_WHAT YOU WILL DO_.
Throughout the material below, count the lines that include the string "edge", then report only the resulting number.

━━━ RECORDS SUPPLIED

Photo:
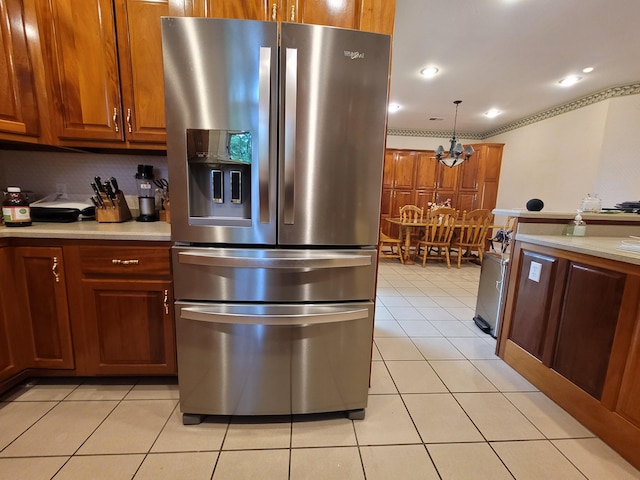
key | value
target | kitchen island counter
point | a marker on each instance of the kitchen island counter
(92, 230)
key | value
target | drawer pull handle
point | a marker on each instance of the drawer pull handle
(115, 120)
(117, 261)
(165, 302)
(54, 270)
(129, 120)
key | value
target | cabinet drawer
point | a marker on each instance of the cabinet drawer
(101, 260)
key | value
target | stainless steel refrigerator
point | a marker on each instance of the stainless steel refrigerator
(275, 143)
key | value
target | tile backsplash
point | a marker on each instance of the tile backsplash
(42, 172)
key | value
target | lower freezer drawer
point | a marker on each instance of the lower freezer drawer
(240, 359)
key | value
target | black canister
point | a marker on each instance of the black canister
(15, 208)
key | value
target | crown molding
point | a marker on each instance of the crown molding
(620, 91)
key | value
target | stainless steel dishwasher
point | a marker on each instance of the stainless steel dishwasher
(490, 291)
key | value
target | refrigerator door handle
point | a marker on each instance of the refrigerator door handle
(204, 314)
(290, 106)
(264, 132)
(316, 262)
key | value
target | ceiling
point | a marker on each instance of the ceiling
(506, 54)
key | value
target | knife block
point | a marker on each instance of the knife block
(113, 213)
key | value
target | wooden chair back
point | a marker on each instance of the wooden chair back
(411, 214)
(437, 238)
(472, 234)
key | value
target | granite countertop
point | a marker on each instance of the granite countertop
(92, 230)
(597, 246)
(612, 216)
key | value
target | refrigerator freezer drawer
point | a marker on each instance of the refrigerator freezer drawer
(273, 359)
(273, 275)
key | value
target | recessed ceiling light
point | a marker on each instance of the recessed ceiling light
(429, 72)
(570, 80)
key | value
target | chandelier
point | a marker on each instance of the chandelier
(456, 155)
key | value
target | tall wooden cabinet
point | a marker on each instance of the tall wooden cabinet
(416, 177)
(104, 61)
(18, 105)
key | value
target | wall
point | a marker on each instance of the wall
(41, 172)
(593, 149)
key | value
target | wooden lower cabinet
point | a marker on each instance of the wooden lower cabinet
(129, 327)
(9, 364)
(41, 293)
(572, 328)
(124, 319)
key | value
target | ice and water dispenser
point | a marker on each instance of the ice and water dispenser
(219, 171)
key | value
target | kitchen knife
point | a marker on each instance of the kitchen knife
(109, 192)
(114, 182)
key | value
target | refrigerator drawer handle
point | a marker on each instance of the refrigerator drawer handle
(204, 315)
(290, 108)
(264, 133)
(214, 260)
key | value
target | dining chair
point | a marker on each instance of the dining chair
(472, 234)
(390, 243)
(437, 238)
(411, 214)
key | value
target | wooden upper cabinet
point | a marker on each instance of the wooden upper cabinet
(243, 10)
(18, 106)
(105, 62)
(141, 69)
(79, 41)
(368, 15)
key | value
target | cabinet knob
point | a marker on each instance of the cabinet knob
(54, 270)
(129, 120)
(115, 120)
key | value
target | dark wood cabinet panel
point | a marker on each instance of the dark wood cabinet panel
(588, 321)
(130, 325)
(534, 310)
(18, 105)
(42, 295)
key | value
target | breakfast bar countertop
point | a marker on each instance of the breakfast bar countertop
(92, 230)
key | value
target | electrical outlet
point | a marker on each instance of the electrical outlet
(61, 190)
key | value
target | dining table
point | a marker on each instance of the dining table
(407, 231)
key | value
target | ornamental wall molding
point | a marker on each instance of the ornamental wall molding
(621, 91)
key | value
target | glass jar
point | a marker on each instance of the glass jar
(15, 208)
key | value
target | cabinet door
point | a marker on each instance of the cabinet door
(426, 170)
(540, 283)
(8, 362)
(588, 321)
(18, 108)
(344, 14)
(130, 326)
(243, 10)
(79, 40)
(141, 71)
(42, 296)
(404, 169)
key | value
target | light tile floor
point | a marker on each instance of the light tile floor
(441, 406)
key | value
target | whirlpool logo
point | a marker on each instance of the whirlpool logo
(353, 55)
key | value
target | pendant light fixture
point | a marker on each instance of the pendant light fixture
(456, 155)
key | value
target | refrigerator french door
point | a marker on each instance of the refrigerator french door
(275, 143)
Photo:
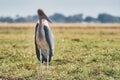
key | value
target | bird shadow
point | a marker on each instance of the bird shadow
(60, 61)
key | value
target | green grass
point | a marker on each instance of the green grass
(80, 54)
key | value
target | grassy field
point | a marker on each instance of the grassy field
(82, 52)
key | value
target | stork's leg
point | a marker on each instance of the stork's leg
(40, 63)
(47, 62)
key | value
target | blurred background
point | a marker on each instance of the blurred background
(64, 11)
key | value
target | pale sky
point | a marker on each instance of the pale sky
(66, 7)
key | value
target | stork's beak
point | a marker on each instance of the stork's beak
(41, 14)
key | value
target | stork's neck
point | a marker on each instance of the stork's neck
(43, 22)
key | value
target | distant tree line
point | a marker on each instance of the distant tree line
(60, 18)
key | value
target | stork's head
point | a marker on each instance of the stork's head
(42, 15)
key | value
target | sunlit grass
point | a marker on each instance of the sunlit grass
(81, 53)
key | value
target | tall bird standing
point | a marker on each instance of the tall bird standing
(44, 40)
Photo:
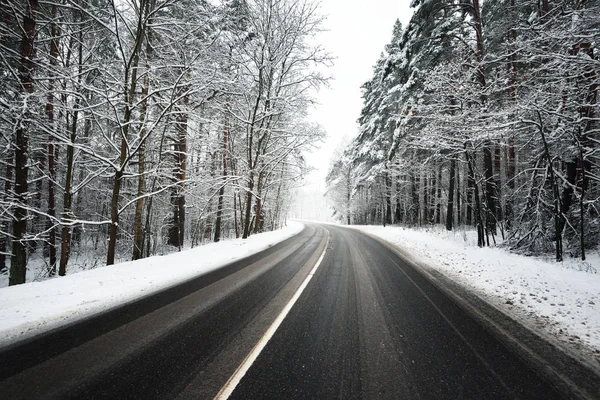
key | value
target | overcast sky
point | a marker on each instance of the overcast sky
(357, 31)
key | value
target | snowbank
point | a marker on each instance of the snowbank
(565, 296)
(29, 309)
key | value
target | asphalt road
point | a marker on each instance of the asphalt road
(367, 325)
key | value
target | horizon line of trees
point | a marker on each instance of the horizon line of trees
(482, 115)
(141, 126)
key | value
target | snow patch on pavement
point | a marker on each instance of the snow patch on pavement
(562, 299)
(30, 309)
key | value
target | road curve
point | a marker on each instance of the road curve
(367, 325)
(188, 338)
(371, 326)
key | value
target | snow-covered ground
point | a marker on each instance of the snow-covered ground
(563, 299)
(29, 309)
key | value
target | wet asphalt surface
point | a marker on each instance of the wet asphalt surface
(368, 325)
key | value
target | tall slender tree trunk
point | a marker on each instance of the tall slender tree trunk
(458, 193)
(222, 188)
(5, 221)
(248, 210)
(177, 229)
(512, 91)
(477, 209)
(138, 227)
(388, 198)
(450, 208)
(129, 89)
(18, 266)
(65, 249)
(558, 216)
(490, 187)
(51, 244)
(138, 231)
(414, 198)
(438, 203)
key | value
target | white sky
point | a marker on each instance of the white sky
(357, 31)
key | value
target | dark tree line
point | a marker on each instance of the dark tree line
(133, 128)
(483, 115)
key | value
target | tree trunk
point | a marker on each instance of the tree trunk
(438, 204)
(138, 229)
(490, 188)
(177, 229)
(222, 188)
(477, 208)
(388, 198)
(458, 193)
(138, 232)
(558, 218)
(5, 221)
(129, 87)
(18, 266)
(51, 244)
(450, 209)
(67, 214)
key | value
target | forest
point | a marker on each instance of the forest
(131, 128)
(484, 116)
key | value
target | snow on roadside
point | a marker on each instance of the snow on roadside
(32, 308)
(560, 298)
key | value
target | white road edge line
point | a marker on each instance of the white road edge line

━━━━━━
━━━ RECORDS SUPPLIED

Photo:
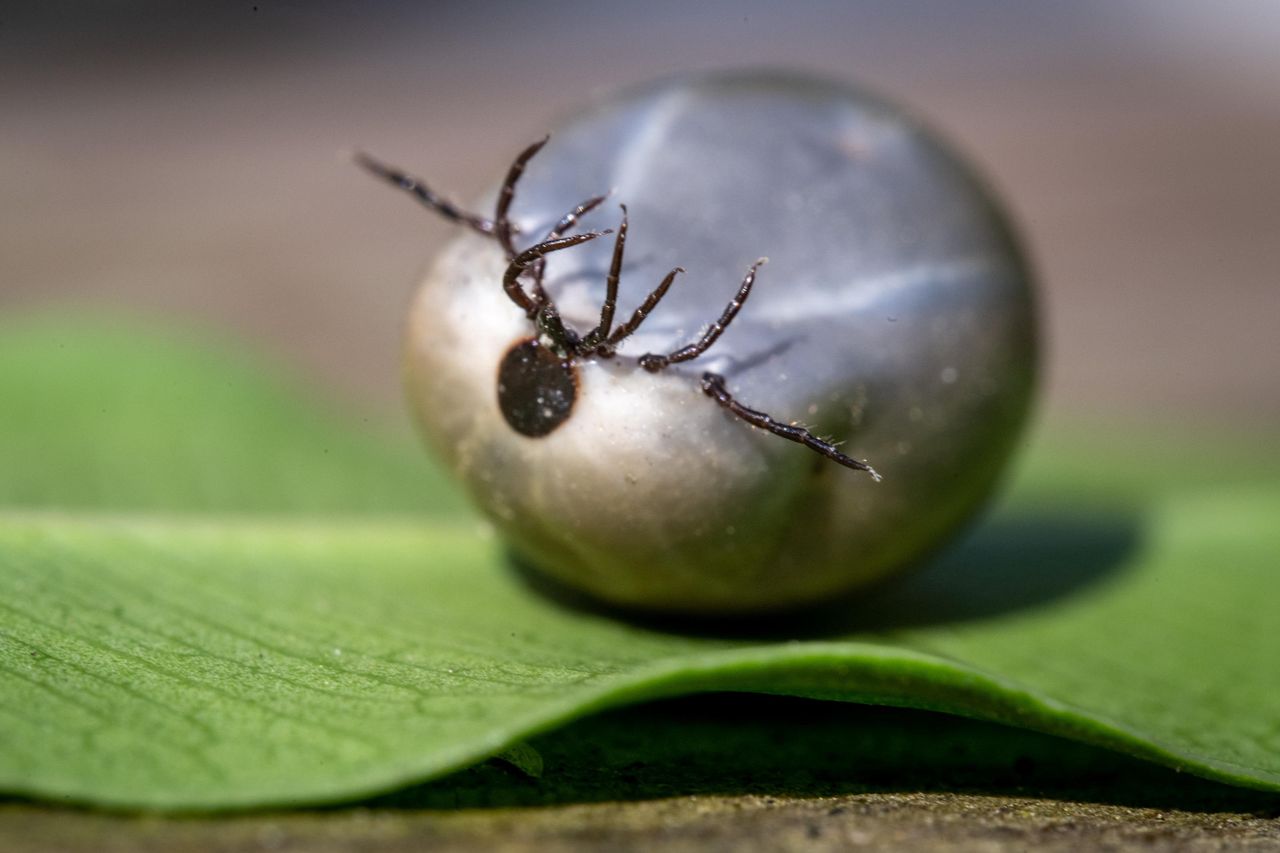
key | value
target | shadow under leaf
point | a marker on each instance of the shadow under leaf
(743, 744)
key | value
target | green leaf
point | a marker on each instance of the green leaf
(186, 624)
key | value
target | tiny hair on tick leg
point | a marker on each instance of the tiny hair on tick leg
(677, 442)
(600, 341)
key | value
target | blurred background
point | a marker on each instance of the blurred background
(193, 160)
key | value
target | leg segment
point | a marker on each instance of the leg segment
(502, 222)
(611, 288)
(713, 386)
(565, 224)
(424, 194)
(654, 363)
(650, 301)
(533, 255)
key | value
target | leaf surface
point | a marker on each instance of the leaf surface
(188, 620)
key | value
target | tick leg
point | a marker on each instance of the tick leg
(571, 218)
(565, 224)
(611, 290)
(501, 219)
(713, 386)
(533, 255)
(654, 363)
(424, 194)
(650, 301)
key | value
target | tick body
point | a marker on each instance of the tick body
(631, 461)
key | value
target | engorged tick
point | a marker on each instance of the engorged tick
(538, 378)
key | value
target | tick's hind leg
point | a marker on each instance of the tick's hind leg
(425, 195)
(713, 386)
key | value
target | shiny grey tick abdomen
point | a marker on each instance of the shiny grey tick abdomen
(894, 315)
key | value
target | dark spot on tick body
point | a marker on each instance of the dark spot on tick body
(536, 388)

━━━━━━
━━━ RECORDS SUPPLIED

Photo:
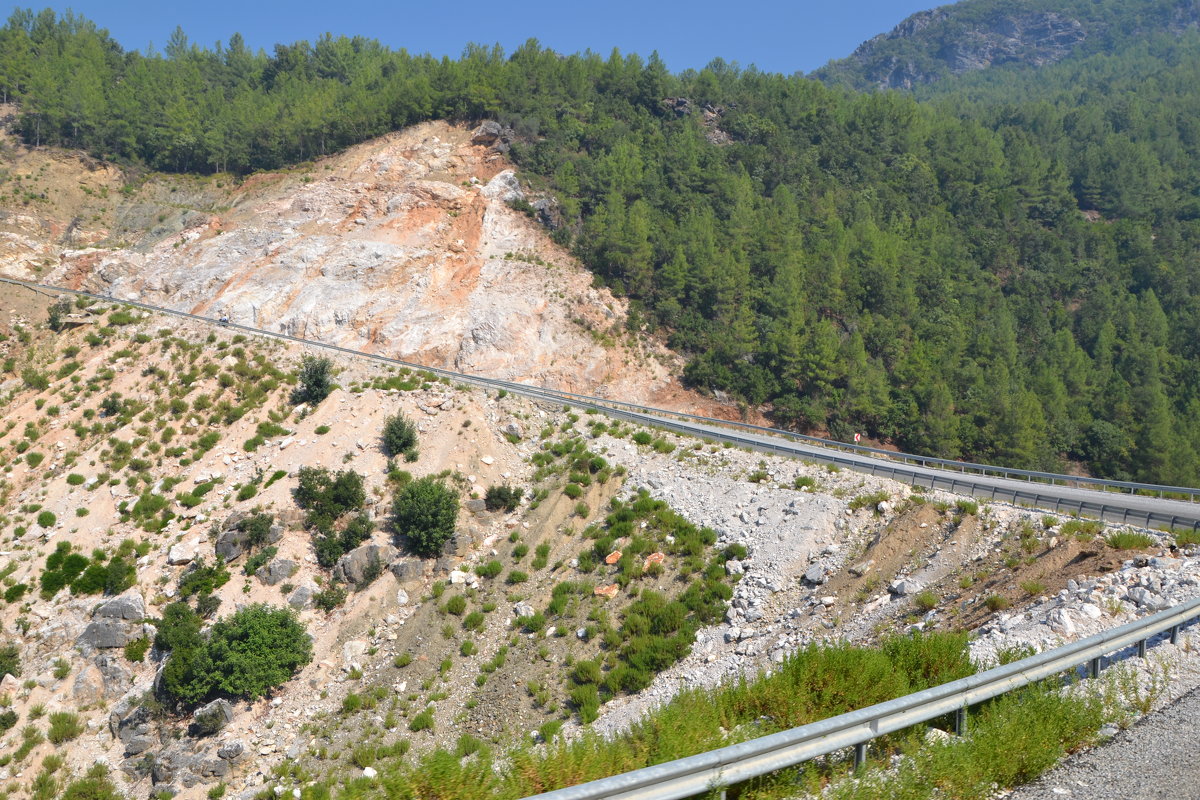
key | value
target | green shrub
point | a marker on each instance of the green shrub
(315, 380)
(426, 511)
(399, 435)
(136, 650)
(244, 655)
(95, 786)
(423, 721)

━━━━━━

_REPLY_.
2